━━━ EXCERPT ━━━

README — Wound infection classification models


Project summary


- Binary image classifier that labels wound images as clean (0) or infected (1).

- Trained and evaluated multiple pretrained backbones (EfficientNetV2, MobileNetV3, ConvNeXt‑Tiny) on the same curated dataset (70/15/15 split).

- This repo contains model weights, evaluation metrics, and example inference code.

Quick notes


- Labels are manual and non‑clinical. Models are for proof‑of‑concept research only — not for clinical use.

- Outputs were padded to length 1000 to match the Executorch runtime format used for mobile export. For normal PyTorch inference the first two logits correspond to the two classes.

Requirements


- Python 3.12 (recommended for reproducing environment)

- PyTorch (compatible with your hardware; tested with torch >=2.8,<3.0)

- torchvision

- numpy

- scikit-learn

- pillow

- (Optional) executorch / runtime exporters if you use the .pte mobile artifacts

Models & evaluation summary


- Label mapping: 0 = clean, 1 = infected

Metrics reported on the test set (per training environment/run):

EfficientNetV2 (new dataset)


- env6: Precision 0.826 | Recall 0.856 | F1 0.840 | TP 237 | FP 50 | TN 89 | FN 40

- env8: Precision 0.836 | Recall 0.866 | F1 0.851 | TP 240 | FP 47 | TN 92 | FN 37

- env7: Precision 0.814 | Recall 0.884 | F1 0.848 | TP 245 | FP 56 | TN 83 | FN 32

MobileNetV3 (new dataset)


- env6: Precision 0.869 | Recall 0.791 | F1 0.828 | TP 219 | FP 33 | TN 106 | FN 58

- env8: Precision 0.898 | Recall 0.697 | F1 0.785 | TP 193 | FP 22 | TN 117 | FN 84

- env7: Precision 0.849 | Recall 0.874 | F1 0.861 | TP 242 | FP 43 | TN 96 | FN 35

ConvNeXt‑Tiny (new dataset)


- env6: Precision 0.839 | Recall 0.863 | F1 0.851 | TP 239 | FP 46 | TN 93 | FN 38

Chosen / recommended checkpoints


- EfficientNetV2: env8 (balanced best F1 / ROC/PR behaviour)

- MobileNetV3: env7 (best tradeoff of F1 and latency for mobile)

- ConvNeXt‑Tiny: env6 (best calibration + strong ROC/PR and CPU efficiency)

Why these were chosen


- EfficientNetV2 env8: solid ROC/PR performance and high recall for infected cases.

- MobileNetV3 env7: highest infected-class F1 in our runs and good inference latency for mobile deployment.

- ConvNeXt‑Tiny env6: strongest calibration (reliability diagram), top PR/ROC equivalence and best average CPU usage — selected as the most feasible single model for deployment.

━━━ EXTRACTED INFORMATION ━━━

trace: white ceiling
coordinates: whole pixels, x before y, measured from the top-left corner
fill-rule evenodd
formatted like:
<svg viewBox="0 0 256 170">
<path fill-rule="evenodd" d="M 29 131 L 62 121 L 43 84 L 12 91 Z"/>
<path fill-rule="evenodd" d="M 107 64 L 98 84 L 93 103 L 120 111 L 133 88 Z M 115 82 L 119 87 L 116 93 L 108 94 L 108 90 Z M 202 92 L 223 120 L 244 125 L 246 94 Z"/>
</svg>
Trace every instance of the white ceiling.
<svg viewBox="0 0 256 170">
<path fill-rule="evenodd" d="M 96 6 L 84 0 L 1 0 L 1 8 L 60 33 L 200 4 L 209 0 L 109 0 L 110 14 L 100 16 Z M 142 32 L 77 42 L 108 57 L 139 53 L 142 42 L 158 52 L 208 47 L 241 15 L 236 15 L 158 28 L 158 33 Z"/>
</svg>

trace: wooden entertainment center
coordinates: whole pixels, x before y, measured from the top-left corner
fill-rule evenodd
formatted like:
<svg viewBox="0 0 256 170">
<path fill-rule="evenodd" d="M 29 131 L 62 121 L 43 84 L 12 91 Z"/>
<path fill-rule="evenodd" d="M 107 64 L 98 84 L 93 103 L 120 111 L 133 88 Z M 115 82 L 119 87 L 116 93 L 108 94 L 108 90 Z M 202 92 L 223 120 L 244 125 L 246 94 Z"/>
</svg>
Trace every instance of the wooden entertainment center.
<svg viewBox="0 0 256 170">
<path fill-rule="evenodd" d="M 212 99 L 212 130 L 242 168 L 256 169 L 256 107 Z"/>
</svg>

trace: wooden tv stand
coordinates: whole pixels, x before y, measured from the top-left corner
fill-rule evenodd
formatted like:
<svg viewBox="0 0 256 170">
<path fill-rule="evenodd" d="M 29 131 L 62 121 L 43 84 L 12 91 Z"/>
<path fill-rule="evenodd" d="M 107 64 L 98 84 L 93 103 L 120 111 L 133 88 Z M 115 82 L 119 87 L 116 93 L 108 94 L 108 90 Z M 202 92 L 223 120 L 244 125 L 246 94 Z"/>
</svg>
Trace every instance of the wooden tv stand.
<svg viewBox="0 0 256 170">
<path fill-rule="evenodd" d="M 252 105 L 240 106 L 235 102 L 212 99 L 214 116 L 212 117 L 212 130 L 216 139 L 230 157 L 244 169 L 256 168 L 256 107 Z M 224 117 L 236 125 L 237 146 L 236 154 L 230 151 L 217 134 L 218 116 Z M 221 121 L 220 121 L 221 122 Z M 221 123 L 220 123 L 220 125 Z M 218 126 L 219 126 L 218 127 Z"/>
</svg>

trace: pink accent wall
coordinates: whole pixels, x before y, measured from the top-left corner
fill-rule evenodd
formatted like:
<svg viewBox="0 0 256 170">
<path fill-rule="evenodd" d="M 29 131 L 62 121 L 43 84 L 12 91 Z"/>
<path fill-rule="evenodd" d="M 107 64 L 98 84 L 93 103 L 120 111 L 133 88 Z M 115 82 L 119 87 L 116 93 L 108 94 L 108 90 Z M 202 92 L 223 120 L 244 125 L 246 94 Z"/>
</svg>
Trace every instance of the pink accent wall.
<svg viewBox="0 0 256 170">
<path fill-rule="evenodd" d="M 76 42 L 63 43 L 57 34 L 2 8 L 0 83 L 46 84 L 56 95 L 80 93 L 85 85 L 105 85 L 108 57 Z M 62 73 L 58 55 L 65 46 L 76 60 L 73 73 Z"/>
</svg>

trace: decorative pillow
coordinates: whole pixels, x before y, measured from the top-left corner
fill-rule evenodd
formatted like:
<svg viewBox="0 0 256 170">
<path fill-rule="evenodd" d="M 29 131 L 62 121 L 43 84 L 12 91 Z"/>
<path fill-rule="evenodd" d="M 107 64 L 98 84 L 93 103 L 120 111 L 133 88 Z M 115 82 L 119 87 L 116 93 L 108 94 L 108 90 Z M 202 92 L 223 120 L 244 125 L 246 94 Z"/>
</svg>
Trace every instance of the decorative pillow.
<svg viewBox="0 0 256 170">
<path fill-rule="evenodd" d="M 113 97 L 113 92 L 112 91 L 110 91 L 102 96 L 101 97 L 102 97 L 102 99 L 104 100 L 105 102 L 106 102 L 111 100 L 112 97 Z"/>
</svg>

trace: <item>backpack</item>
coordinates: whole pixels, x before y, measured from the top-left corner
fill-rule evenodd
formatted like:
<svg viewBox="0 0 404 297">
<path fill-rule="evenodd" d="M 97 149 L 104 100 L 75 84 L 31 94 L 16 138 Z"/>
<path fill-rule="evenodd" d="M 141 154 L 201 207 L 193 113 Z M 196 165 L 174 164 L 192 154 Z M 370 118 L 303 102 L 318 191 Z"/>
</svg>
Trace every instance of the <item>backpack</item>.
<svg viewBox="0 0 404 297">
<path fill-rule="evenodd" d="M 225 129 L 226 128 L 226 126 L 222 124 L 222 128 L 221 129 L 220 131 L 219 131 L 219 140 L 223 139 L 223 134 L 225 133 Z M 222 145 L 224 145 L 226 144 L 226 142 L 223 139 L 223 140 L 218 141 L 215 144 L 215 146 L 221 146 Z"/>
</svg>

━━━

### TASK PROMPT
Continue the README on wound infection classification models, starting after its last sentence.

### RESULT
Repository contents


- models/
	- efficientnetv2_env8.pte

	- mobilenetv3_env7.pte

	- convnext_tiny_env6.pte

	- (optional) .pte mobile artifacts if exported for Executorch


- notebooks/ or examples/
	- eval_metrics.ipynb — code to reproduce ROC/PR/reliability diagrams and confusion matrices

	- inference_example.py — minimal inference script


- README.md (this file)

Notes on mobile export


- Models were exported to a mobile format (.pte) using torch.export → executorch lowering → XNNPackPartitioner. If you rely on mobile runtime artifacts, use the matching .pte file and follow Executorch runtime integration instructions.

- Outputs were padded to 1000-length vectors for compatibility with the runtime. Padding uses a large negative value (−100) to avoid stealing probability mass.

Calibration & decision thresholds


- Reliability diagrams show calibration issues; raw probabilities are not fully trustworthy.

- Before using probabilities for clinical decisions, apply post‑hoc calibration (temperature scaling or isotonic regression) and re‑compute reliability diagrams and decision thresholds.

- For single-number model selection we reported per-class precision/recall/F1. For deployment choose thresholds based on calibrated probabilities and the clinical tradeoff between false positives and false negatives.

Data & labeling


- Dataset: curated from public sources (Kaggle wound images) and manually labeled into clean vs infected.

- Labels are non‑clinical and may contain noise. Use caution; validate with clinical experts for any real-world deployment.